__CONSIGNAS__
- 1) Según el texto sobre Ajenjo, ¿qué lugar ocupa esta exhibición en la trayectoria de Belén Boeris?
- 2) Transcribe del texto sobre Ajenjo el fragmento que va de "Belén Boeris utiliza" a "suerte- la afonía.".

Ajenjo
Belén Boeris
mayo 2022
La historia oficial de occidente está construida sobre el misterio de la vida y de la muerte, pero sobre todo en torno a la aceptación del dolor como el modo apropiado de sacrificio y de expiación de los pecados. Hay algo en el imaginario de esa grandeza de lo doliente que trasciende lo humano, algo espectral del orden de lo divino. La monumentalidad de las obras y la performatividad tácita del pequeño cuerpo de la artista ante la enormidad de los paisajes visuales que ilustra en esta trinidad plástica, no pueden dejar de rememorarnos no solo a la inmensidad planificada del muralismo eclesiástico y a los frescos de Iglesias sino también, a la distancia abismal que separa el plano de lo real y el mundo de lo sublime.
La exhibición que presenta Belén Boeris en su primera muestra individual se ubica en esa narrativa ficcional. Un estadío intermedio entre los ojos abiertos y el sueño profundo, un pasaje de alto voltaje en donde se cocinan en frío los destinos de la historia. En los dibujos-pinturas y pinturas-dibujos que la artista pone en sala hay representaciones espectrales de un universo híbrido: a veces de una monstruosidad alienante, otras de una humanidad simplista y mundana. En su cosmogonía conviven restos arqueológicos de civilizaciones cristianas, referencias asociadas a dibujos animados de principios de milenio, citas involuntarias al entramado biológico del aparato reproductivo celular y una configuración espontánea de nuevas deidades de lo marginal.
Belén Boeris utiliza el lienzo como si fuese una pared, como les niñes cuando rayan con crayón los interiores de su casa. En ese corrimiento de los límites entre la línea y la forma propia del dibujo aparece la rebelión planeada, como si de algún modo quisiera abarcar el mundo entero en una imagen más allá de la organicidad propia de las superficies coloreadas. No hay en sus obras espacio para el silencio sino silencios cargados de sonoridad. En esas zonas grises e intermedias, en donde muere la representación y reina el vacío, el gesto insistente en la forma del trazo del óleo pastel crea nuevas abstracciones individuales, sombríos planos de color donde naufraga –por suerte- la afonía.

__DATOS PROPORCIONADOS__
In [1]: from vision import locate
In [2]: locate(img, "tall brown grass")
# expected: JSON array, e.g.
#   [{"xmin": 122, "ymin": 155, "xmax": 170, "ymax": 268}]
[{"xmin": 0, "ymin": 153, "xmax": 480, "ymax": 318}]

__RESPUESTAS__
- 1) Es su primera muestra individual.

- 2)
Belén Boeris utiliza el lienzo como si fuese una pared, como les niñes cuando rayan con crayón los interiores de su casa. En ese corrimiento de los límites entre la línea y la forma propia del dibujo aparece la rebelión planeada, como si de algún modo quisiera abarcar el mundo entero en una imagen más allá de la organicidad propia de las superficies coloreadas. No hay en sus obras espacio para el silencio sino silencios cargados de sonoridad. En esas zonas grises e intermedias, en donde muere la representación y reina el vacío, el gesto insistente en la forma del trazo del óleo pastel crea nuevas abstracciones individuales, sombríos planos de color donde naufraga –por suerte- la afonía.